• [Texto fornecido]:
#####
E não fica nisso. Há roteiros culturais como o do núcleo Feliz
Lusitânia e seu Museu de Arte Sacra, onde se encontram uma Pietá
toda em madeira, o São Sebastião de cabelos ondulados e a famosa N. S. do Leite, com o seio esquerdo à mostra dando de mamar. Sem falar
nos museus do Encontro e de Gemas do Pará, e numa ida a Icoaraci
para ver as cerâmicas marajoara, tapajônica e rupestre.
Para quem gosta de experiências antropológicas, recomenda-se "além
dos 48 sabores regionais, a maioria, do sorvete Cairu" uma manhã no
mercado Ver-o-Peso, onde me delicio nas barracas de banhos de cheiro
lendo os rótulos: "Pega não me larga", "Amansa corno", "Afasta
espírito", "Chora nos meus pés". Com destaque para o patchuli, que a
vendedora me diz ser o odor de Belém. Mas antes deve-se passar pela
área dos peixes: douradas, sardas, tucunarés, enchovas, piranhas,
tará-açus. "Esse aqui é o piramutaba", vai me mostrando o nosso
guia, o cronista Denis Cavalcanti; "aquele é o mapará, olha o
tamanho desse filhote". Desta vez, o ponto alto da visita foi uma respeitável velhinha fazendo o comercial do Viagra Amazônico para mim e o Luis Fernando Verissimo: "O sr. dá três sem tirar, e depois ainda toca uma
punhetinha". Isso com a cara mais séria do mundo, sem qualquer
malícia, como se estivesse receitando um remédio pra dor de cabeça.
#####
• [Instrução 1]: Traduza para o inglês esta frase do texto sobre Belém: "Com destaque para o patchuli, que a vendedora me diz ser o odor de Belém."
• [Instrução 2]: Reproduza o trecho do texto sobre Belém que começa em "E não fica nisso." e termina em "tapajônica e rupestre.".
#####
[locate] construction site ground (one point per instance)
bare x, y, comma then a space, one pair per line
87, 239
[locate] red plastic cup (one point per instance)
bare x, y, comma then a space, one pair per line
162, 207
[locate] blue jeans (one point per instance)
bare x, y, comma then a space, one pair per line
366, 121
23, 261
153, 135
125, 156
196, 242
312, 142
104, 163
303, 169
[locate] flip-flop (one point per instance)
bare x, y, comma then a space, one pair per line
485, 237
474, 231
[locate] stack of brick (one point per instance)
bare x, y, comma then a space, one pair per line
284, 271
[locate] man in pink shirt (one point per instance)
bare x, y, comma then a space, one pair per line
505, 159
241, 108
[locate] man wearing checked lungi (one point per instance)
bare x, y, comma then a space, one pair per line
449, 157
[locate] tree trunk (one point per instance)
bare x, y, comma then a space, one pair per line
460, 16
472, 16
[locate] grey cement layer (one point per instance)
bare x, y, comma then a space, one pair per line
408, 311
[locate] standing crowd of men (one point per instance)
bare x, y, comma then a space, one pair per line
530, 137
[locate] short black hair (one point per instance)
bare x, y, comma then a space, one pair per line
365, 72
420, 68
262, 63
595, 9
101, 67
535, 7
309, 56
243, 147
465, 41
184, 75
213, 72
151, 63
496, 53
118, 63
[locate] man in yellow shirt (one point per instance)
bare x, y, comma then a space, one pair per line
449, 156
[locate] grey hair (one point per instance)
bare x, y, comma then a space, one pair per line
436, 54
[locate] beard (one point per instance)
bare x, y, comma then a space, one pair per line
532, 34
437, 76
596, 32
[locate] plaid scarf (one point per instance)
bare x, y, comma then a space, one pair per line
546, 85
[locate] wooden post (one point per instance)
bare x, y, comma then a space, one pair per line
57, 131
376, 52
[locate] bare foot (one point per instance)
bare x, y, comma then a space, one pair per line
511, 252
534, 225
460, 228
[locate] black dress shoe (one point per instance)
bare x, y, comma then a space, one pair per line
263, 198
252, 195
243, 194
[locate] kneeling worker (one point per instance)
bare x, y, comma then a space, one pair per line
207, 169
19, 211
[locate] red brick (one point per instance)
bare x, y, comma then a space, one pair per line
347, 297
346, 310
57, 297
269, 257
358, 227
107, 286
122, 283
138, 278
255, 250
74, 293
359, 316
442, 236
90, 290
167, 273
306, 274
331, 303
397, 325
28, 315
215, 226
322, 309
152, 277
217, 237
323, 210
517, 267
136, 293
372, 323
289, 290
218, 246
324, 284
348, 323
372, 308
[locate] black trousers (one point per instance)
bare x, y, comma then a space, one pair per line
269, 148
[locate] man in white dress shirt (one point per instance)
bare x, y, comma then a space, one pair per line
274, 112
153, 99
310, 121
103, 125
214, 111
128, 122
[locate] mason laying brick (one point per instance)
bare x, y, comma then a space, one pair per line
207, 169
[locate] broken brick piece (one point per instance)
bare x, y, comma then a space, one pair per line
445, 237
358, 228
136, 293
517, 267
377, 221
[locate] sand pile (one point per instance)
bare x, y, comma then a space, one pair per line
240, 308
#####
• [Resposta completa 1]: Especially the patchouli, which the vendor tells me is the scent of Belém.

• [Resposta completa 2]:
E não fica nisso. Há roteiros culturais como o do núcleo Feliz
Lusitânia e seu Museu de Arte Sacra, onde se encontram uma Pietá
toda em madeira, o São Sebastião de cabelos ondulados e a famosa N. S. do Leite, com o seio esquerdo à mostra dando de mamar. Sem falar
nos museus do Encontro e de Gemas do Pará, e numa ida a Icoaraci
para ver as cerâmicas marajoara, tapajônica e rupestre.